_Selected excerpt_:
Yes, yet another Father’s Day for me, alone. 21 years now. Twenty-one years! My kids were 4 and 11 when their mother and I split up. Ok, I saw my kids on Father’s Day for several years after that, until they were about 13 and 20, when their mother moved them far away from me. “Not far enough away from you” she said. I remember her pleading with me for years to do like her father did, to move across the country, and just leave her alone. Not that I was a bad father. Rather, she was a mean “X” who wanted the kids all to herself, forever.
Anyway, after I started being alone most Father’s Day’s, I would get drunk to celebrate. You know the kind of “celebration” I mean. Beer wallowing with my buddy drunks at the pub. Then go home and throw up. But this year–today, is going to be different. For some strange reason, I don’t want to get drunk today, to “celebrate” being alone again. In fact, I’m going to make myself a nice burger and fries for dinner and not drink at all. I’m going to actually celebrate being a father. I love my kids. I damn well know I’ve been a good father, regardless of the distance between us.

_Information shown_:
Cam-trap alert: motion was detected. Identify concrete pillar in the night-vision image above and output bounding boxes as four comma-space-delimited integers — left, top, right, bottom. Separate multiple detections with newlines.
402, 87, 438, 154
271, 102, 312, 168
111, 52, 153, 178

_What is being asked_: Extract the entire Father's Day piece word for word. The listing comes from a different source than the Father's Day piece.

_Task output_:
Yes, yet another Father’s Day for me, alone. 21 years now. Twenty-one years! My kids were 4 and 11 when their mother and I split up. Ok, I saw my kids on Father’s Day for several years after that, until they were about 13 and 20, when their mother moved them far away from me. “Not far enough away from you” she said. I remember her pleading with me for years to do like her father did, to move across the country, and just leave her alone. Not that I was a bad father. Rather, she was a mean “X” who wanted the kids all to herself, forever.
Anyway, after I started being alone most Father’s Day’s, I would get drunk to celebrate. You know the kind of “celebration” I mean. Beer wallowing with my buddy drunks at the pub. Then go home and throw up. But this year–today, is going to be different. For some strange reason, I don’t want to get drunk today, to “celebrate” being alone again. In fact, I’m going to make myself a nice burger and fries for dinner and not drink at all. I’m going to actually celebrate being a father. I love my kids. I damn well know I’ve been a good father, regardless of the distance between us.